| Task to complete |
Reproduce verbatim the stretch of the items below from the line containing "As a warehouse robot's perception module, locate gray" through the line containing "0,0,350,124", including both of those lines.

| Material to process |
□ □ □ □

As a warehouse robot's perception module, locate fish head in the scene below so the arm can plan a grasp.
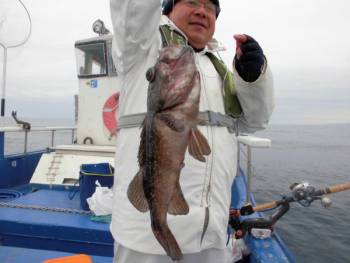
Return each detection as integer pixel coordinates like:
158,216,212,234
146,45,199,112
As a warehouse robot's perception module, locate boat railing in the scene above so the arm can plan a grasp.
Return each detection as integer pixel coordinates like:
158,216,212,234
0,126,77,154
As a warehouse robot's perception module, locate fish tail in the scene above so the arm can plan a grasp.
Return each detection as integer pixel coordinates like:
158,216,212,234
152,222,183,261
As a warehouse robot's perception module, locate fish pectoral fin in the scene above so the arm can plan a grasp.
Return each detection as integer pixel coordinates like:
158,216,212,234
127,170,149,213
168,183,190,215
157,113,185,132
188,127,211,162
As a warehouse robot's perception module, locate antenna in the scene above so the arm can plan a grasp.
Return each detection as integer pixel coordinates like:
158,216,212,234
0,0,32,117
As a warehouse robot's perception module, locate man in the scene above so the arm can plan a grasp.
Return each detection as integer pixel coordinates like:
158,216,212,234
111,0,273,263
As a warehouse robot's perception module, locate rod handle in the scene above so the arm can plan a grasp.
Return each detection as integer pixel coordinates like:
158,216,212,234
253,201,277,212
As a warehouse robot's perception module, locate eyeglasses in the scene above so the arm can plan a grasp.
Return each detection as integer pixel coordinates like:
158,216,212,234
183,0,218,15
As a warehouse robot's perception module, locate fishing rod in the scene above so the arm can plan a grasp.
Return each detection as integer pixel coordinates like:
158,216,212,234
229,182,350,238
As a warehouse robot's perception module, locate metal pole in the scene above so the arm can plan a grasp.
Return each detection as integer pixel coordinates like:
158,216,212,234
24,130,28,154
0,44,7,117
247,145,252,204
72,129,74,143
51,130,55,147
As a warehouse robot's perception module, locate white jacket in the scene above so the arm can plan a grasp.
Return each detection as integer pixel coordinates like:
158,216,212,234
111,0,273,254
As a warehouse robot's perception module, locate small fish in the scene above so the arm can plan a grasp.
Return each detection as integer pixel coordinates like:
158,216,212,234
127,46,211,260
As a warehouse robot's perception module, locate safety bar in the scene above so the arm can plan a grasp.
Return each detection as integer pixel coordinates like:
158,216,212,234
0,126,77,153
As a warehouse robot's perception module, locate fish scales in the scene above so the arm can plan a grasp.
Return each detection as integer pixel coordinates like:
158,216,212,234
127,46,210,260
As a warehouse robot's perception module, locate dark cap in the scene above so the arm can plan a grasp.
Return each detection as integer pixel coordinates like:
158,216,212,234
162,0,220,17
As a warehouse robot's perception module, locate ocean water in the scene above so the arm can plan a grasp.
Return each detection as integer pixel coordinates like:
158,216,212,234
249,124,350,263
1,119,350,263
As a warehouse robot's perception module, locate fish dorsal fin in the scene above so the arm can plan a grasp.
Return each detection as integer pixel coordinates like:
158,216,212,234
188,127,211,162
157,113,185,132
168,183,190,215
127,170,149,213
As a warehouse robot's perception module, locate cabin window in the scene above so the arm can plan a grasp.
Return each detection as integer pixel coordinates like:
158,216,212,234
75,42,107,78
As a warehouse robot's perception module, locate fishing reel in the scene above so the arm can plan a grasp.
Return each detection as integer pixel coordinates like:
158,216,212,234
229,182,344,238
289,182,332,208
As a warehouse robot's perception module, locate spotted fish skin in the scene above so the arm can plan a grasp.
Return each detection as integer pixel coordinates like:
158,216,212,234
127,46,210,260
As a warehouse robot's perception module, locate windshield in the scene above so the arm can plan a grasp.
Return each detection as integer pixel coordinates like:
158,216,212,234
75,42,107,78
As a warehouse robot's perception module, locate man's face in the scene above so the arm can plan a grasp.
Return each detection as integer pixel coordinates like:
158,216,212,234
168,0,216,49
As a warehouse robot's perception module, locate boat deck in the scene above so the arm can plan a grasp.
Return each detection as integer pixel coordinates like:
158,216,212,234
0,184,113,262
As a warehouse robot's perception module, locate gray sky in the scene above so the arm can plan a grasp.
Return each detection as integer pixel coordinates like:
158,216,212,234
0,0,350,124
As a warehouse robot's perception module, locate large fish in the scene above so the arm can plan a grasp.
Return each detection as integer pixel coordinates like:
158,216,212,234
127,46,210,260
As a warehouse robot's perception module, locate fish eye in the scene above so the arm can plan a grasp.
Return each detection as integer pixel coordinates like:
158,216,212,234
146,67,156,82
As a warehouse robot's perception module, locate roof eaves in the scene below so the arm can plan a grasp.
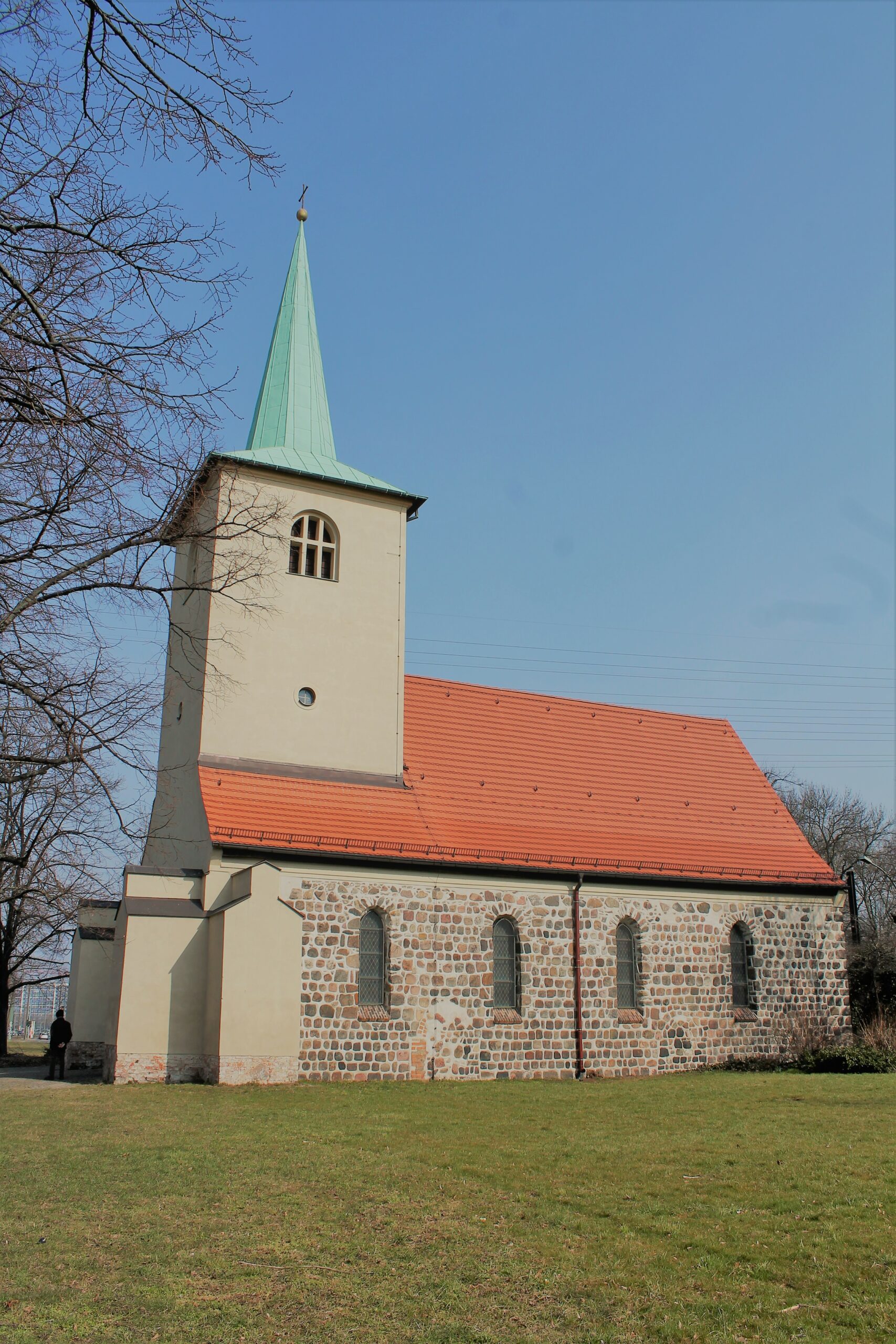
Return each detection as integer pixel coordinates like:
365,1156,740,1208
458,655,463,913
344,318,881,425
211,826,844,890
206,449,427,518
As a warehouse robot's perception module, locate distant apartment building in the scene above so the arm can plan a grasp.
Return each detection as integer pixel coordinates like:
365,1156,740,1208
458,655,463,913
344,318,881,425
8,976,69,1039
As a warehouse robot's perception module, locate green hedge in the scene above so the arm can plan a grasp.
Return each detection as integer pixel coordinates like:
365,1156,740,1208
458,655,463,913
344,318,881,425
797,1044,896,1074
711,1044,896,1074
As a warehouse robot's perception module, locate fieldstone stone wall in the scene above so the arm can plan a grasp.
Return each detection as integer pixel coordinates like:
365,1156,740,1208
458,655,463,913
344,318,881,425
280,879,849,1080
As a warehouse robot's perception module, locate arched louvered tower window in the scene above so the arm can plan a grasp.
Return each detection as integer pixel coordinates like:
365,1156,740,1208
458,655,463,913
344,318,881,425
289,513,339,579
617,922,641,1010
492,919,520,1012
357,910,385,1008
731,923,752,1008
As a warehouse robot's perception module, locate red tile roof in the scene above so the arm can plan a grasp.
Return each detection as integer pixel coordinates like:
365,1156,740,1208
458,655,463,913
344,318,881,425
200,676,838,886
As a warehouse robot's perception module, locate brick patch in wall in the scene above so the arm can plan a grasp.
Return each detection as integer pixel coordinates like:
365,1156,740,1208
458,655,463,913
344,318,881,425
216,1055,298,1086
66,1040,106,1068
106,1054,208,1083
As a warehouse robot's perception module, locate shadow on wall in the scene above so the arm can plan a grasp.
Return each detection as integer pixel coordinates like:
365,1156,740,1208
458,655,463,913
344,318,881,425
165,919,208,1083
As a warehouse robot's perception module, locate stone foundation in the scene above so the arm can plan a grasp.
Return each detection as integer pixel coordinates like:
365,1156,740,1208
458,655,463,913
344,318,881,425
103,876,849,1085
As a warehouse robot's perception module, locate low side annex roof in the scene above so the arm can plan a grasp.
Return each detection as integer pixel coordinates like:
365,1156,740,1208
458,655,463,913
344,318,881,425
200,676,840,887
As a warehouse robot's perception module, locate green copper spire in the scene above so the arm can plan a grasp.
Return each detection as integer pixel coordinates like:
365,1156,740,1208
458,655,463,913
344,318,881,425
246,223,336,460
218,208,423,509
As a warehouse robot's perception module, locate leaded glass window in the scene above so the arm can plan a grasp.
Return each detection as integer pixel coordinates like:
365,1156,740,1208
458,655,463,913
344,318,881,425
617,923,641,1008
357,910,385,1008
492,919,520,1010
731,925,750,1008
289,513,339,579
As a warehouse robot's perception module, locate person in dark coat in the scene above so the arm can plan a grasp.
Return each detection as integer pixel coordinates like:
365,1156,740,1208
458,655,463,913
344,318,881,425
47,1008,71,1082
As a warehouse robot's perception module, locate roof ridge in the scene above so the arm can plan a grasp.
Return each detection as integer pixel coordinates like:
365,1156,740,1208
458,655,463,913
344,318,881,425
404,672,731,731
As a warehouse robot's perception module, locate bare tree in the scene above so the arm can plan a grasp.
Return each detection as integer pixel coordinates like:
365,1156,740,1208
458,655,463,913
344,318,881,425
0,0,286,778
0,0,287,1037
778,783,896,936
766,768,896,1024
0,711,117,1054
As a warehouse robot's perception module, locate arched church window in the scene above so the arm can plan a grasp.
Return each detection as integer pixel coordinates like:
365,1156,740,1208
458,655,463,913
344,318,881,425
492,919,520,1012
731,923,752,1008
357,910,385,1008
289,513,339,579
617,921,641,1010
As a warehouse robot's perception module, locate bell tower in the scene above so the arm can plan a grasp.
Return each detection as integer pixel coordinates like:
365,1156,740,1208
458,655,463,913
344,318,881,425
144,208,423,867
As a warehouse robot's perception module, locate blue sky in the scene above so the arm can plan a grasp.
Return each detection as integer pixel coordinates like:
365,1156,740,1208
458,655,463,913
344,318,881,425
143,0,894,806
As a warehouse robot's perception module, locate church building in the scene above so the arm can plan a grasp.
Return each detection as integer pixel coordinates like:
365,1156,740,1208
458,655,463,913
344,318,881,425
69,211,849,1083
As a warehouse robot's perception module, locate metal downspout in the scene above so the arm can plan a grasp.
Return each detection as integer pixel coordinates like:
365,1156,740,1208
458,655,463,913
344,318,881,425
572,874,584,1078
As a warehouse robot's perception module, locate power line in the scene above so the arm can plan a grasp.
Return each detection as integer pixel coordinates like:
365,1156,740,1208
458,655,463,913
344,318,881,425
408,634,894,675
407,612,891,653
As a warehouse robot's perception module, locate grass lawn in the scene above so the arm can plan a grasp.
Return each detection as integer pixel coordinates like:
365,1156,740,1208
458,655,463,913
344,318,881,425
0,1074,896,1344
9,1036,50,1059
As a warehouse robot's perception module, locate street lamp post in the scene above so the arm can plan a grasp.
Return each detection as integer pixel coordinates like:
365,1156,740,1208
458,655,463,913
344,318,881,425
844,854,896,942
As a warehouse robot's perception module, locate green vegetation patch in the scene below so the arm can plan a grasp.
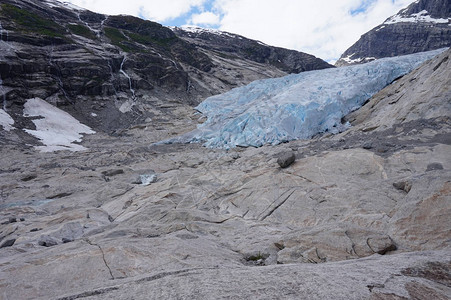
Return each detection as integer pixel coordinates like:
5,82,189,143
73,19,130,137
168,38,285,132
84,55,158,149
67,24,96,40
1,4,66,37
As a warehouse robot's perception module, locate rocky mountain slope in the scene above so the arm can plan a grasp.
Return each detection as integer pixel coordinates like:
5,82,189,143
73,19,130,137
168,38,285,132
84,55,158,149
0,36,451,299
0,0,332,136
335,0,451,66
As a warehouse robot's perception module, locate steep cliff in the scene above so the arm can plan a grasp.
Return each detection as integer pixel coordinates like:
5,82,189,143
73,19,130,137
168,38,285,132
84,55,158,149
0,0,332,132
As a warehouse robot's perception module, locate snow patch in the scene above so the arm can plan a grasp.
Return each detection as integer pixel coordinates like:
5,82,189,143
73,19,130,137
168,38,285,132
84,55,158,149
383,10,450,24
165,49,445,148
0,109,14,131
23,98,95,152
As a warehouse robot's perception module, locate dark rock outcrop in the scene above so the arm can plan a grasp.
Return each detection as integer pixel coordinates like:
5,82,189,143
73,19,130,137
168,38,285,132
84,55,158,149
0,0,331,133
173,27,331,73
335,0,451,66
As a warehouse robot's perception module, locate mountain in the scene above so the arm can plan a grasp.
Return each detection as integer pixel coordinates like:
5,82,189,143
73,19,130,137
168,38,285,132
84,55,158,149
0,0,451,300
0,0,332,136
173,26,330,74
174,49,444,148
335,0,451,66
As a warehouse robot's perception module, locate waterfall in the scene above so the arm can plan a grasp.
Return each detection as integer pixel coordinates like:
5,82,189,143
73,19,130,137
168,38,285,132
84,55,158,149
119,55,135,99
107,60,117,94
0,75,6,111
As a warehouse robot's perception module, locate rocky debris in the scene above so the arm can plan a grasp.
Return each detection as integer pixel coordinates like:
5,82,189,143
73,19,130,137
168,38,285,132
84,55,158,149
335,0,451,66
393,181,412,193
277,152,296,168
102,169,124,177
0,0,332,137
0,15,451,299
172,26,332,74
38,236,58,247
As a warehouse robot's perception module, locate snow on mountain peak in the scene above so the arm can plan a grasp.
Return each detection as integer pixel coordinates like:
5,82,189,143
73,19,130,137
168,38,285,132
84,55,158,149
165,49,444,148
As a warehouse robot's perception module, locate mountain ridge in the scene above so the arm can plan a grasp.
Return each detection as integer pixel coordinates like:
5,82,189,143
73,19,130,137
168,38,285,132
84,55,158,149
335,0,451,66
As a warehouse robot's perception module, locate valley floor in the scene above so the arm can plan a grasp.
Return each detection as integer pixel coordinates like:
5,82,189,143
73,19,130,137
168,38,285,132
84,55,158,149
0,51,451,299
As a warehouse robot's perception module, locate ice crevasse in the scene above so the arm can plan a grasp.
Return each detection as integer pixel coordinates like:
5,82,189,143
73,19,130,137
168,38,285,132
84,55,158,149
166,49,445,148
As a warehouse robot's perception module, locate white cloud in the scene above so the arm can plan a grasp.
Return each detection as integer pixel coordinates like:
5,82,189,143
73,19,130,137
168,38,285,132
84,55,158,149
66,0,207,22
189,11,220,25
215,0,413,61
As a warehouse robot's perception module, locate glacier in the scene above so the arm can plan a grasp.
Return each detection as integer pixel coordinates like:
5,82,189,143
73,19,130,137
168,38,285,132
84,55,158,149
164,49,445,148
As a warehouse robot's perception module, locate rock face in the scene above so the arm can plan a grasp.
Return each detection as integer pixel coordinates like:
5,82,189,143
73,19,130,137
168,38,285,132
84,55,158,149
0,0,332,132
335,0,451,66
0,45,451,299
173,27,330,73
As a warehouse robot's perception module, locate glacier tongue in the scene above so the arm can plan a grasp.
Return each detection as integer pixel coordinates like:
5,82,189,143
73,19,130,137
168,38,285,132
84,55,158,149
167,49,445,148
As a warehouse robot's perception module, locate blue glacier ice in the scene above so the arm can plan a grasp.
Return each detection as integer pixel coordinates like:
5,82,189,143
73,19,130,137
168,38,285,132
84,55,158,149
166,49,444,148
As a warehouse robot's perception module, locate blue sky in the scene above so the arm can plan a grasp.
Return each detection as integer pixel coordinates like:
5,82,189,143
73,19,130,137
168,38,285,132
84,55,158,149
65,0,413,62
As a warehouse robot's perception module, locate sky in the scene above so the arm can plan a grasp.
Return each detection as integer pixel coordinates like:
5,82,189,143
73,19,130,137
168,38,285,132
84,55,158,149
64,0,414,63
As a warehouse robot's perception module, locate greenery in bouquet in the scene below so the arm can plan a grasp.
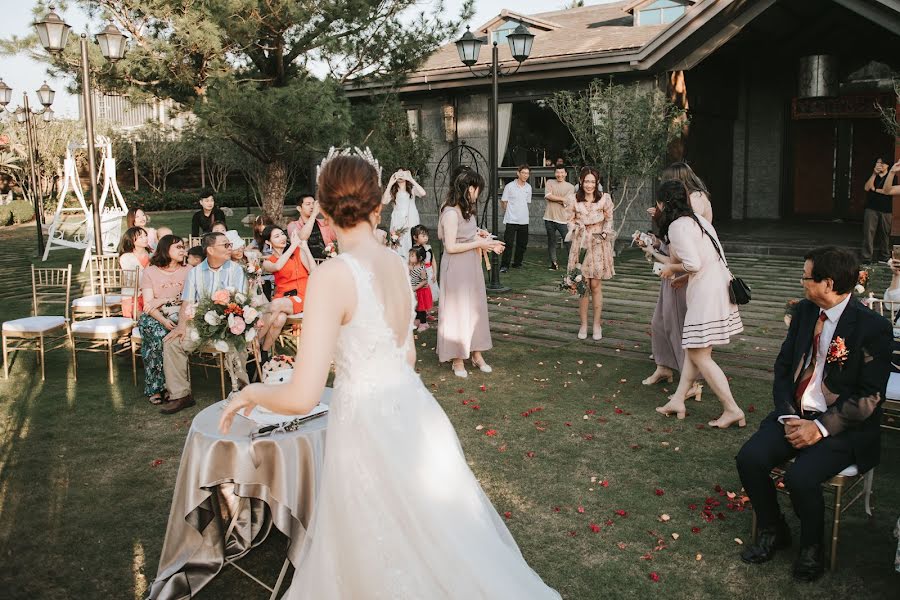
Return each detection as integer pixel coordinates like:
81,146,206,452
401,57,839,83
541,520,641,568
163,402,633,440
559,250,588,298
190,288,260,352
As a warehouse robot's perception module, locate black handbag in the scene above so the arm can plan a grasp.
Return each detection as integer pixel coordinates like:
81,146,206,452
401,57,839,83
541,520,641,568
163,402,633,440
694,218,751,305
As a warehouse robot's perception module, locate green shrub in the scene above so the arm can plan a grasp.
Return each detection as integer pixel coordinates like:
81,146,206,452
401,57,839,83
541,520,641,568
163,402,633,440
6,200,34,223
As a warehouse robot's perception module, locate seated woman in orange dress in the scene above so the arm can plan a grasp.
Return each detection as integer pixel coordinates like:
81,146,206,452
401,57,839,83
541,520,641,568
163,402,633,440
259,225,316,352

□ □ □ □

| Solution to this exercise |
As a warehouse robot's perception module, locate gray sky in the scene above so the arm can plan a grasp.
Return each detection as integer pixel coordinates like:
158,216,212,234
0,0,350,124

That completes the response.